• [Your goal]:
Reproduce word for word everything in the text on 2D granular gases from "What we did" down to "the bead-to-bead collisions.".

(Beginning of Quoted passage)

2D Granular gases

Collaboration with Claude Laroche

Introduction

We considered experimentally the case of less than a monolayer of beads (glass or steel, monodisperse, diameter ranging from 1.5 to 3.5 mm) which is vibrated vertically on a horizontal tray (10 * 10 cm2). Seen from above, the system can be considered as a 2D granular gas when the shaking strength is large enough for the beads to experience a random motion. These systems have been widely studied during the last decade as models of dissipative gases; because of the energy dissipation due to the collisions between the particles, the velocity statistics is expected to deviate from gaussian (for instance). Hence, most studies focused on measurements of the horizontal velocities of the particles, and efforts were made in order to define the temperature of the gas. We came to the simple idea that measurement of the pressure force applied by the gas to the walls of the container could provide important information about these so-called 2D granular gases.

What we did

We measured, by the use of a pendulum, the pressure force P applied by the gas to the walls of the container (Fig.1) as a function of the acceleration (G=Aw2/g), the number density N of the particles, their individual mass m, the velovity restitution coefficient e for the bead-to-tray collisions, and the restitution coefficient e' for the bead-to-bead collisions.

(End of Quoted passage)
(Beginning of Data provided)

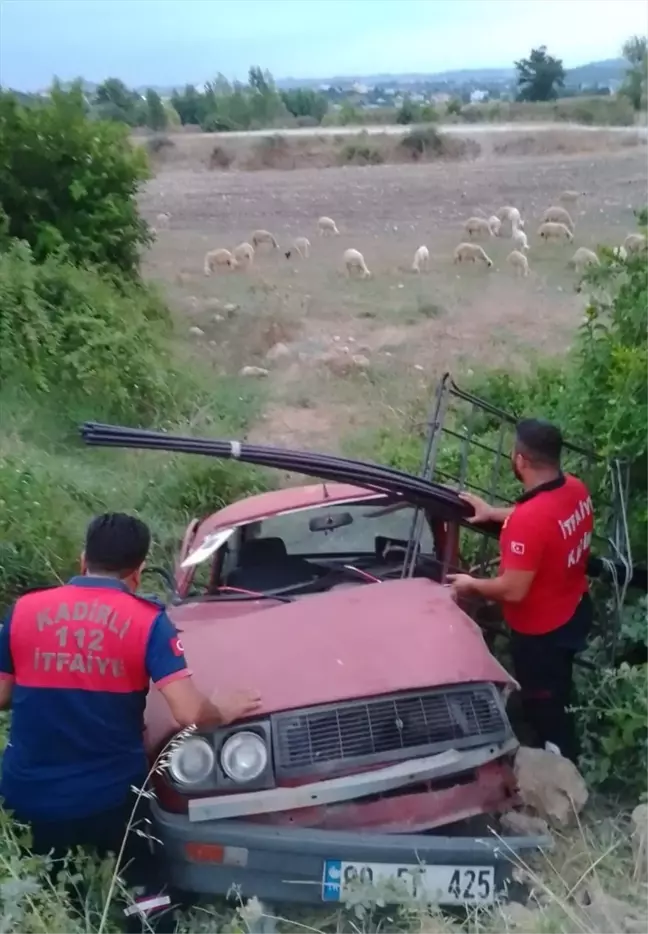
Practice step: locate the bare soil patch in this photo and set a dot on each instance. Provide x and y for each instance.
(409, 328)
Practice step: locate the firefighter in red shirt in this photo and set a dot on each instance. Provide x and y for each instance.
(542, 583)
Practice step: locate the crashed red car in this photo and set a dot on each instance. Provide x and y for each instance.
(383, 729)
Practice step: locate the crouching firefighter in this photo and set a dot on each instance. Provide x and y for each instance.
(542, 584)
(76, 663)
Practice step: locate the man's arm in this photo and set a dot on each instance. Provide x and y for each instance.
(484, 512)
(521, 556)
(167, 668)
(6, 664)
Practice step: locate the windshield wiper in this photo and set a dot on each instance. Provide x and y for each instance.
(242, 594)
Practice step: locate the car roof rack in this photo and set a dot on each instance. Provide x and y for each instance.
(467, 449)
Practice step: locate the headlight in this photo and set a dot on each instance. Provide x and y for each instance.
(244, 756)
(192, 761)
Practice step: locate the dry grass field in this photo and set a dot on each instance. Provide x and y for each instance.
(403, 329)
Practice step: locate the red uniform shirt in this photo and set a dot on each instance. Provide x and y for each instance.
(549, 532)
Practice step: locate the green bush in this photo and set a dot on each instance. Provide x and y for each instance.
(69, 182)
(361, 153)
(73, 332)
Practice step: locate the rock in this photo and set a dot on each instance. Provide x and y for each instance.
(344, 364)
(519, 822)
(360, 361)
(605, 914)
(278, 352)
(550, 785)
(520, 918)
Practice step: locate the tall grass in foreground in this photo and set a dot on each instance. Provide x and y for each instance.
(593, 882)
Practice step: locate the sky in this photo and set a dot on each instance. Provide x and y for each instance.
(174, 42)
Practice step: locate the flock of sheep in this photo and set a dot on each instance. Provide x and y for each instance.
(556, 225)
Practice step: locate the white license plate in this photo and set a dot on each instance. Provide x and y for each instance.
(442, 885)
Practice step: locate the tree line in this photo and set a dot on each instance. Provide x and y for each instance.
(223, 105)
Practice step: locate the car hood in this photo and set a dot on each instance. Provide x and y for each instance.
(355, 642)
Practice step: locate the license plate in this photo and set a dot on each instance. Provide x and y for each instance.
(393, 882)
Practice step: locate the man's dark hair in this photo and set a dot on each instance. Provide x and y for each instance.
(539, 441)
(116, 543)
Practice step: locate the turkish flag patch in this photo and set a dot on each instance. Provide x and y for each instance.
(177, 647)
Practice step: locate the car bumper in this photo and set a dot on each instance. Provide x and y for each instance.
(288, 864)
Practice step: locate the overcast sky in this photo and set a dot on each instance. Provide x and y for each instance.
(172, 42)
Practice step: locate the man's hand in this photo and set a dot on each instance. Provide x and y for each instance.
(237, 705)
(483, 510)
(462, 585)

(End of Data provided)

• [Result of the task]:
What we did

We measured, by the use of a pendulum, the pressure force P applied by the gas to the walls of the container (Fig.1) as a function of the acceleration (G=Aw2/g), the number density N of the particles, their individual mass m, the velovity restitution coefficient e for the bead-to-tray collisions, and the restitution coefficient e' for the bead-to-bead collisions.